__Direction A__.
Copy everything in the passage on malicious prosecution below from "In the trial" down to "the moving defendant.".

That reasoning fails for multiple reasons. First, they offer no authority to support
the assertion that a delayed-discovery rule applies. Any such authority would have to
overcome the holding of Babb v. Superior Court, supra, 3 Cal.3d at page 846, that the
limitations period begins to run upon termination. Second, Defendants err by equating the
termination of the Teachers’ action with an “injury” suffered by Plaintiffs. Even assuming
that the action had been terminated by either our remittitur or the minute order—which, as
explained above, is not the case—those terminations could not constitute injuries because
13
they were in favor of Wilson and the MPA. Third, “[t]he discovery rule provides that the
accrual date of a cause of action is delayed until the plaintiff is aware of her injury and its
negligent cause.” (Jolly v. Eli Lilly & Co. (1988) 44 Cal.3d 1103, 1109, fn. omitted.)
Here, such a rule would be inapplicable because the issue is not when Plaintiffs discovered
their injury (i.e., the initiation of the underlying lawsuit) or its alleged cause (Defendants’
malice), but when the underlying action terminated. And fourth, even if a discovery rule did
apply, the effect of that rule is to delay the commencement of the limitations period. By
contrast, Defendants’ theory would have the anomalous result of accelerating the
commencement to a date long before the actual termination and thus before the accrual of
the cause of action.
B. The Teachers’ Action Was Dismissed on Its Merits
To support an action for malicious prosecution, the underlying action must not only
have terminated in favor of the malicious-prosecution plaintiff, that termination “must
reflect on the merits of the underlying action.” (Lackner v. LaCroix (1979) 25 Cal.3d 747,
750.) The termination must be substantive rather than technical or procedural, and must
reflect on the underlying defendant’s lack of liability for the alleged misconduct. (Id. at p.
751.)
In the trial court, Defendants contended that the dismissal in favor of Wilson and the
MPA was not on the merits. They are mistaken. The Teachers’ action was dismissed
pursuant to a special motion to strike under section 415.16. As discussed in more detail
below (at part III.C.3), a special motion to strike is properly granted only if the plaintiff has
failed to produce evidence sufficient to establish a prima facie case. If the plaintiff cannot
14
establish a prima facie case, then the action has no substantive merit. Therefore, an order
granting a special motion to strike constitutes a termination of the action on the merits in
favor of the moving defendant.
C. Defendants Have Established That, as a Matter of Law, They Had Probable Cause
to Bring Their Claims for Injunctive Relief and Damages
Defendants contend that, because they obtained a favorable ruling in the Teachers’
action, they have established as a matter of law that that claim was brought with probable
cause, thereby defeating any cause of action for malicious prosecution based on that claim.
We agree.

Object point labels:
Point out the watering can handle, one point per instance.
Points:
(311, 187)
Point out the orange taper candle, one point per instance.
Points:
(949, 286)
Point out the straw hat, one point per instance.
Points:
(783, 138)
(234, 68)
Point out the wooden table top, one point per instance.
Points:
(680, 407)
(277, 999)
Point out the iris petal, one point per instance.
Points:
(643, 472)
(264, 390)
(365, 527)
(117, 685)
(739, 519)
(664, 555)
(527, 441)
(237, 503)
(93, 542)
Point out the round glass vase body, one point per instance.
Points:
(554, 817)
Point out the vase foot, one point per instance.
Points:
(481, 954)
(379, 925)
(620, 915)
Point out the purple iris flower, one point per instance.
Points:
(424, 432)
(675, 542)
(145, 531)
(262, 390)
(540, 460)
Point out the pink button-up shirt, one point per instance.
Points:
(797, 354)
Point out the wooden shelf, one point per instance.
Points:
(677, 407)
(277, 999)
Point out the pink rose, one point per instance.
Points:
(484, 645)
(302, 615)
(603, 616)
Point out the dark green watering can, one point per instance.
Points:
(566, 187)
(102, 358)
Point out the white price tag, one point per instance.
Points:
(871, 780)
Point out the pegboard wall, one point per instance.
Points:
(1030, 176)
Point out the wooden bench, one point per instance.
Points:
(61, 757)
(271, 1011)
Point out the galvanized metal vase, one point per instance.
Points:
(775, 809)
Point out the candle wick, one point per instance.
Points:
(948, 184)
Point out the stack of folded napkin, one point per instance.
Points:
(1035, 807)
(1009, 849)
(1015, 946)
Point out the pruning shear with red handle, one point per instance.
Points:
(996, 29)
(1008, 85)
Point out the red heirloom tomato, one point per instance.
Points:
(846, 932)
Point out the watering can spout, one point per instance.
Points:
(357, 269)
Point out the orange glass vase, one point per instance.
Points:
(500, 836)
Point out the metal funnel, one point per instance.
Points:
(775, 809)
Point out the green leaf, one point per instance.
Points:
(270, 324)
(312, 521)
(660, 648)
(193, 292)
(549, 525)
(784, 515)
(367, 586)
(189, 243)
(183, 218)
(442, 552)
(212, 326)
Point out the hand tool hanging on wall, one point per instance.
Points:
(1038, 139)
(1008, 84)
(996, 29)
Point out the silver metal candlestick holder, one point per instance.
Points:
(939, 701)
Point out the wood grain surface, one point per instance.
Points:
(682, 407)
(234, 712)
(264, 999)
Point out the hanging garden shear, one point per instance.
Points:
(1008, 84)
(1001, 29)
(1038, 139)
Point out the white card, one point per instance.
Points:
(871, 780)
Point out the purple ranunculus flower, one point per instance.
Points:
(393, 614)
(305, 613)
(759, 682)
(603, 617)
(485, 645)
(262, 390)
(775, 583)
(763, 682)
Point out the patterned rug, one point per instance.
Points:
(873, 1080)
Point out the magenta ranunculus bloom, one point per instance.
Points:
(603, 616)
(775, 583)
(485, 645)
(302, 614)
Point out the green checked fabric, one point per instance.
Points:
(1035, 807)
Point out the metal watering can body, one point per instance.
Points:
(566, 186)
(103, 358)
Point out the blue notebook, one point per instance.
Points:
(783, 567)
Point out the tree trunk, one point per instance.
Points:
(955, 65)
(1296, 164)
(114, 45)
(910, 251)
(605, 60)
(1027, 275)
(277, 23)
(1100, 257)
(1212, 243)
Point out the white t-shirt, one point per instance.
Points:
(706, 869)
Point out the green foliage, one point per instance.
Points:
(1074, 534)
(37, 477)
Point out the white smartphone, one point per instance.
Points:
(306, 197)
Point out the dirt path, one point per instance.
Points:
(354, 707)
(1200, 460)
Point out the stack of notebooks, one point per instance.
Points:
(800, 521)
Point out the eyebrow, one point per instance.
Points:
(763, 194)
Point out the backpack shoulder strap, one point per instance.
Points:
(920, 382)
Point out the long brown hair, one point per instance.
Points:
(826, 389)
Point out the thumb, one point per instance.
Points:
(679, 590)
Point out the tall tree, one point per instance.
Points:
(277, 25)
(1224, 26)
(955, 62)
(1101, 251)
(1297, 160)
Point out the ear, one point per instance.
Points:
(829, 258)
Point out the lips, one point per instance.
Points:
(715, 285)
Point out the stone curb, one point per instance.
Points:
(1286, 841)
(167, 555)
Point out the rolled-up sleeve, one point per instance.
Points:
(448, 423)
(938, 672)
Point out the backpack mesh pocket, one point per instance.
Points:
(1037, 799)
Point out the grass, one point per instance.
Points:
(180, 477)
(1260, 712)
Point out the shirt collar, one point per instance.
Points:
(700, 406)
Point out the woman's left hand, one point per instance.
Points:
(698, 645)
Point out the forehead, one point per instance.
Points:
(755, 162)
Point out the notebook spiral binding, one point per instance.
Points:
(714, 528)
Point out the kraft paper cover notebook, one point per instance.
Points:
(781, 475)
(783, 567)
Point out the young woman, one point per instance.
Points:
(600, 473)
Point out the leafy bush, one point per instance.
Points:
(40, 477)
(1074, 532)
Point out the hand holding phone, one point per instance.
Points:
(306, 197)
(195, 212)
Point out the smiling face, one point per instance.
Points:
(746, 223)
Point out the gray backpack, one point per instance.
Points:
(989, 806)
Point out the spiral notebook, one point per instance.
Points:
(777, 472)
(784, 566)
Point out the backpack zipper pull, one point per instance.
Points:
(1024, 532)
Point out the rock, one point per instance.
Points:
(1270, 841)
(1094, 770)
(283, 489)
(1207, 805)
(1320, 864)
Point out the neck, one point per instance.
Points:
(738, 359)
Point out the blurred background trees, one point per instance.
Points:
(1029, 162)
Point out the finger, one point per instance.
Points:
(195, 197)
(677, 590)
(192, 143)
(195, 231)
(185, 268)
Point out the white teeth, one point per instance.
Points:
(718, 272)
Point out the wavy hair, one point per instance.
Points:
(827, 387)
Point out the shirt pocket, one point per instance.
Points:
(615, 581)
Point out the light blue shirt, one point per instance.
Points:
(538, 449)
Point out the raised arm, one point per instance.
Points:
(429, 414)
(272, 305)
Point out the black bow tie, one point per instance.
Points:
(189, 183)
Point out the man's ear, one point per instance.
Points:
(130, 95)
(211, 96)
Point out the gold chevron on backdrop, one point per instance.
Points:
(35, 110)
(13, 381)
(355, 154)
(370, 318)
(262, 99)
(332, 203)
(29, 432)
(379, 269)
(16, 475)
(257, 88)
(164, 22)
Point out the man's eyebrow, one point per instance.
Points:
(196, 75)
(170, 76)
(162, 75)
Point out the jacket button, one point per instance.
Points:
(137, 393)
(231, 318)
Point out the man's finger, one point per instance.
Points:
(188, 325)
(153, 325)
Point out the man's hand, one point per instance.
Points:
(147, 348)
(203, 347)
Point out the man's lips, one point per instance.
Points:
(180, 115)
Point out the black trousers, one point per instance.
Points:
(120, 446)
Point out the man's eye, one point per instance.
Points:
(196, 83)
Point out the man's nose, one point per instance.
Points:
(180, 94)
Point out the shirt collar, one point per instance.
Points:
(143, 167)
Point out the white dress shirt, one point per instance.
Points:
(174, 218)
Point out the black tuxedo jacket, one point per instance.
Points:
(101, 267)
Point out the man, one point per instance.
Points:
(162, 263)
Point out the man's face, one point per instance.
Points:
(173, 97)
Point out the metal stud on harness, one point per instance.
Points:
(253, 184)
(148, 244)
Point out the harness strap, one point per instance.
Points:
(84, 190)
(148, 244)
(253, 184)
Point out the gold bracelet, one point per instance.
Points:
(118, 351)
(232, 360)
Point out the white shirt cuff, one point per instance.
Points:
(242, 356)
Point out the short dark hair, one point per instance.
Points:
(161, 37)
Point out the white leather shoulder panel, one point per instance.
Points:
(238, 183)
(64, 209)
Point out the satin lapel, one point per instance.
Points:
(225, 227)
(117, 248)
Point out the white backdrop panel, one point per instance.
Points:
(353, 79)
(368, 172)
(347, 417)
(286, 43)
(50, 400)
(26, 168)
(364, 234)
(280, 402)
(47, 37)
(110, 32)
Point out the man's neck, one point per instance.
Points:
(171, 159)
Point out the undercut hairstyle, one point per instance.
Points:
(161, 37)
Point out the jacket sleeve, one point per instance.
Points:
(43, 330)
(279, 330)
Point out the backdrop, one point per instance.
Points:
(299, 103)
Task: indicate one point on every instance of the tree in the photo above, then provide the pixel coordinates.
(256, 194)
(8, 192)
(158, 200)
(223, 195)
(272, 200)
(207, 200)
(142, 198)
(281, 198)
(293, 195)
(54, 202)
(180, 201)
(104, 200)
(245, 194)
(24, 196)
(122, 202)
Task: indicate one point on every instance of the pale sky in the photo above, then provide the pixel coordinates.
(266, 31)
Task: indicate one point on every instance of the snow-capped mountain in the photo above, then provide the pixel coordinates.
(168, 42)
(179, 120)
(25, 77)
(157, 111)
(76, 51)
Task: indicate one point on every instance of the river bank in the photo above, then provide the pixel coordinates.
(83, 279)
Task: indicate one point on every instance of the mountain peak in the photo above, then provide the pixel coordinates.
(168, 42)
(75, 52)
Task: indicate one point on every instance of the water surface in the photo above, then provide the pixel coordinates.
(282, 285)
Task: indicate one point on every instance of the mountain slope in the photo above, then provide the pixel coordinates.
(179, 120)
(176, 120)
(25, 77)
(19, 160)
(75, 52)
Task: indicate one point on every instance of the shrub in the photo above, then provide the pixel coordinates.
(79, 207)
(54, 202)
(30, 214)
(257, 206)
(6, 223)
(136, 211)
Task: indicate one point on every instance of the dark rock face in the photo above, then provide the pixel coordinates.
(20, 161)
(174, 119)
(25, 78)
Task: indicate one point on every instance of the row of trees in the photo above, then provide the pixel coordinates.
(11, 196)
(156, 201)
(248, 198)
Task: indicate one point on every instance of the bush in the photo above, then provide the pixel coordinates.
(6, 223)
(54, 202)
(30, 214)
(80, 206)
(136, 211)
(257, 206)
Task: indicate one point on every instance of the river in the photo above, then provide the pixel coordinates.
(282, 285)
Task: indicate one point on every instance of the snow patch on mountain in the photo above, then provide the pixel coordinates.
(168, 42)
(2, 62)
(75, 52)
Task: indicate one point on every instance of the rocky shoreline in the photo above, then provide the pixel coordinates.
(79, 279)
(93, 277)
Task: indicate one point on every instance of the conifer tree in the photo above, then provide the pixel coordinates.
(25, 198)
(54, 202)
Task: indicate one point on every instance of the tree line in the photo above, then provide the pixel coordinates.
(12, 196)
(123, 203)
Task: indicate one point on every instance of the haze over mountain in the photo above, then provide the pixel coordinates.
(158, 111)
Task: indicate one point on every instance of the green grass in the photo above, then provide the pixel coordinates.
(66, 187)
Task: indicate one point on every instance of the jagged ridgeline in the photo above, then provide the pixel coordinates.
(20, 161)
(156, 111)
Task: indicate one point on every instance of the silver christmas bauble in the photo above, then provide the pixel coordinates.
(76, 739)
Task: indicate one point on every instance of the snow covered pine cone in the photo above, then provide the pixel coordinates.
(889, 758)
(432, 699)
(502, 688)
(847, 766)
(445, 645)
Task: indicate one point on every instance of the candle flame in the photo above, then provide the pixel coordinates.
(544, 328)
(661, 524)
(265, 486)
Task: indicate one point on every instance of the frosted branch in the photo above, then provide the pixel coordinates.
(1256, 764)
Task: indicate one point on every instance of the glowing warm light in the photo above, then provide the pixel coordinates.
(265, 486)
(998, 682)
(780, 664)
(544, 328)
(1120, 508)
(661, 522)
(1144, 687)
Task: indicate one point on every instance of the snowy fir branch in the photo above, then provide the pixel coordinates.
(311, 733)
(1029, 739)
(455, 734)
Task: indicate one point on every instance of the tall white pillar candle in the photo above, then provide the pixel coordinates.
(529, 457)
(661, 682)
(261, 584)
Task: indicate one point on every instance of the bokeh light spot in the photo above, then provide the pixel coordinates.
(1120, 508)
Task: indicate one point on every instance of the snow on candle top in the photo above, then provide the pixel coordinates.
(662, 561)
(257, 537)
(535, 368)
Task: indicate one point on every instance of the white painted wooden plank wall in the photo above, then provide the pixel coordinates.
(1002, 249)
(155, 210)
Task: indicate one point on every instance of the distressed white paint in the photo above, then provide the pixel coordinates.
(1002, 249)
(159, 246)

__Direction B__.
In the records above, rewrite everything from the line containing "Point out the forehead, one" down to the line containing "(1024, 532)". Swap "notebook" for "journal" and keep all else unchanged. Return only those lines.

__Correct output A__.
In the trial court, Defendants contended that the dismissal in favor of Wilson and the
MPA was not on the merits. They are mistaken. The Teachers’ action was dismissed
pursuant to a special motion to strike under section 415.16. As discussed in more detail
below (at part III.C.3), a special motion to strike is properly granted only if the plaintiff has
failed to produce evidence sufficient to establish a prima facie case. If the plaintiff cannot
14
establish a prima facie case, then the action has no substantive merit. Therefore, an order
granting a special motion to strike constitutes a termination of the action on the merits in
favor of the moving defendant.

__Correct output B__.
Point out the forehead, one point per instance.
Points:
(755, 162)
Point out the journal spiral binding, one point per instance.
Points:
(714, 528)
Point out the kraft paper cover journal, one point per instance.
Points:
(781, 475)
(783, 567)
Point out the young woman, one point per instance.
Points:
(600, 473)
Point out the leafy bush, one point per instance.
Points:
(40, 477)
(1074, 532)
Point out the hand holding phone, one point per instance.
Points:
(306, 197)
(195, 212)
Point out the smiling face, one point per instance.
Points:
(746, 223)
Point out the gray backpack, one point per instance.
Points:
(989, 806)
Point out the spiral journal, one point per instance.
Points:
(777, 472)
(784, 566)
Point out the backpack zipper pull, one point per instance.
Points:
(1024, 532)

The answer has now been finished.